- INPUT RECORDS:
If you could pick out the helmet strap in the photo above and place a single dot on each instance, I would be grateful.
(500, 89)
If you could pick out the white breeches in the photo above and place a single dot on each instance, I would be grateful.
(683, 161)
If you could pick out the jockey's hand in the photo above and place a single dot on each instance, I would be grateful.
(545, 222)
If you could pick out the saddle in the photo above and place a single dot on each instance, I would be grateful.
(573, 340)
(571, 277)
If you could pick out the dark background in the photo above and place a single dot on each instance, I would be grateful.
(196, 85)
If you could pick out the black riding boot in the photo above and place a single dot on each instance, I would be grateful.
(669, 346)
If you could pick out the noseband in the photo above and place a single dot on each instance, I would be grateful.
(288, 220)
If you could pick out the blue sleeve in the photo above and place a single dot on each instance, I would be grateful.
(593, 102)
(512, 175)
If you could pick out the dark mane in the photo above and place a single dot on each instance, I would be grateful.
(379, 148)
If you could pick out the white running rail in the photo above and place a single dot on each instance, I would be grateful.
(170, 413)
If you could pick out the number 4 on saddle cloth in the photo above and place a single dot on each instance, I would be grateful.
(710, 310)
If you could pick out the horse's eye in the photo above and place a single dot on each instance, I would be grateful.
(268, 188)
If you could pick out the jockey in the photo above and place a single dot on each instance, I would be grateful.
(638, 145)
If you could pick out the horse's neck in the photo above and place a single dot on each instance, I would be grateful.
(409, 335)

--

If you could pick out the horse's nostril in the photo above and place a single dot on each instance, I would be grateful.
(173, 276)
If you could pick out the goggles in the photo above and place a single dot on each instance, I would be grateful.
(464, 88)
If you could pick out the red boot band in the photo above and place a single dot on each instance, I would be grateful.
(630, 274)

...

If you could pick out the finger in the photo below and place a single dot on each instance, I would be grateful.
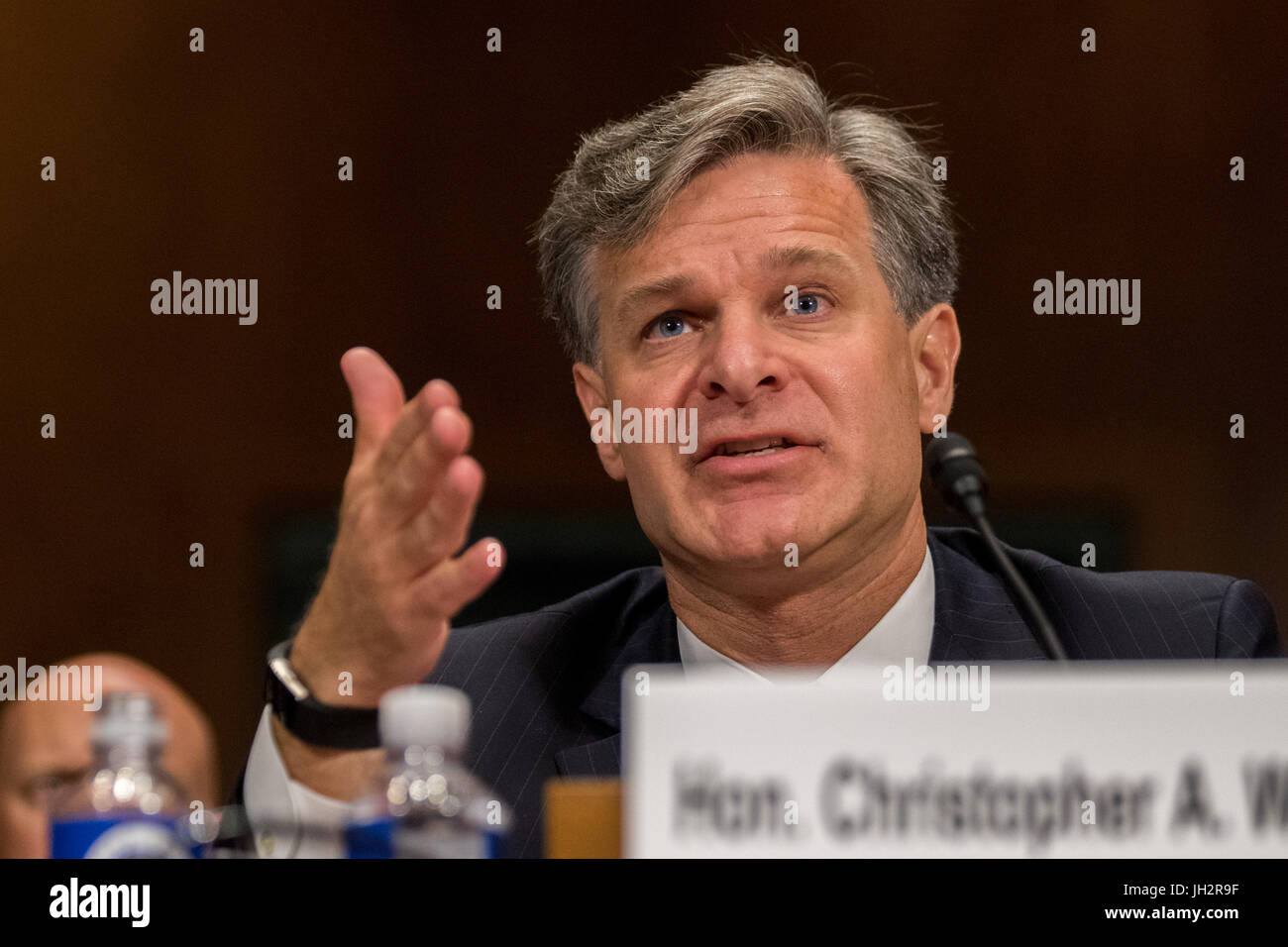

- AIM: Gather every line of the records above that contains the word "saddle", and copy each such line in full.

- EXPECTED ANSWER:
If you could pick out the saddle in the photo above and place a single dot on each instance, I would be grateful.
If you could pick out the number 4 on saddle cloth in the photo above and place a single dot on each instance, I would be grateful.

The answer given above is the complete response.